This repo contains the Jupyter notebooks with various AutoML and ML Experiments on Kaggle's Jan 2021 Tabular Contest Dataset (https://www.kaggle.com/c/tabular-playground-series-jan-2021)
A number of Feature Importance experiments have been conducted during the feature engineering process, using featurewiz library.
A number of simple statistical and genetic features (like sums, diffs, products of the original numeric variables etc.) has been tried and scrutinized.
It appeared that none of such new features above added the edge in the ML model performance. It was true for the models below
- various manually tuned lightgbm and xgboost models
- 3 AutoML-backed models, using AutoViML, AutoKeras and H2O AutoML
Note: Running FeatureWiz Feature Selection - Genetic Dividers.ipynb notebook under Windows 10 (Python 3.7, Anaconda) resulted in crashing both Anaconda runtime and the browser where Jupyter notebooks were operating.

• **Dataset section**:
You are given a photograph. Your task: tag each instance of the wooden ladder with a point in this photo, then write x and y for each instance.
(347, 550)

• **Problem to work on**: Pick up the repo notes on the Kaggle tabular experiments after their last sentence and continue them for a few more sentences. The material is unrelated to the repo notes on the Kaggle tabular experiments.

• **Your response**:
Out of the three tools above, H2O AutoML appeared to demonstrate the best performance (on the set of the basic raw features). However, it required quite a lot of time (8+ h) to get it up to the level to perform so.
The rest of AutoML tools performed worse in this experiment (they did not beat the manually tuned lightgbm and xgboost models).
However, AutoViML was really impressive as it was able to train quite a good model in less then 10 mins.
When you use AutoML tools, you should be ready for some upfront configuration/setup tweaks on your local machine before you are able to use it effectively.
In the sections below, I am going to share the takeaways from the problem resolutions during AutoViML and Auto Keras setup under Windows 10/Anaconda and Linux Subsystem for Windows 10 platforms.
AutoViML internally uses xgboost to do its machinery, and therefore you have to install it to your system first.
When I tried to do it in my Linux Subsystem for Windows 10 environment, the installation of xgboost kept failing due to the lack of cmake tools.
For my target environment, there is no any binary installation of cmake, and the only option was to compile it from the source code.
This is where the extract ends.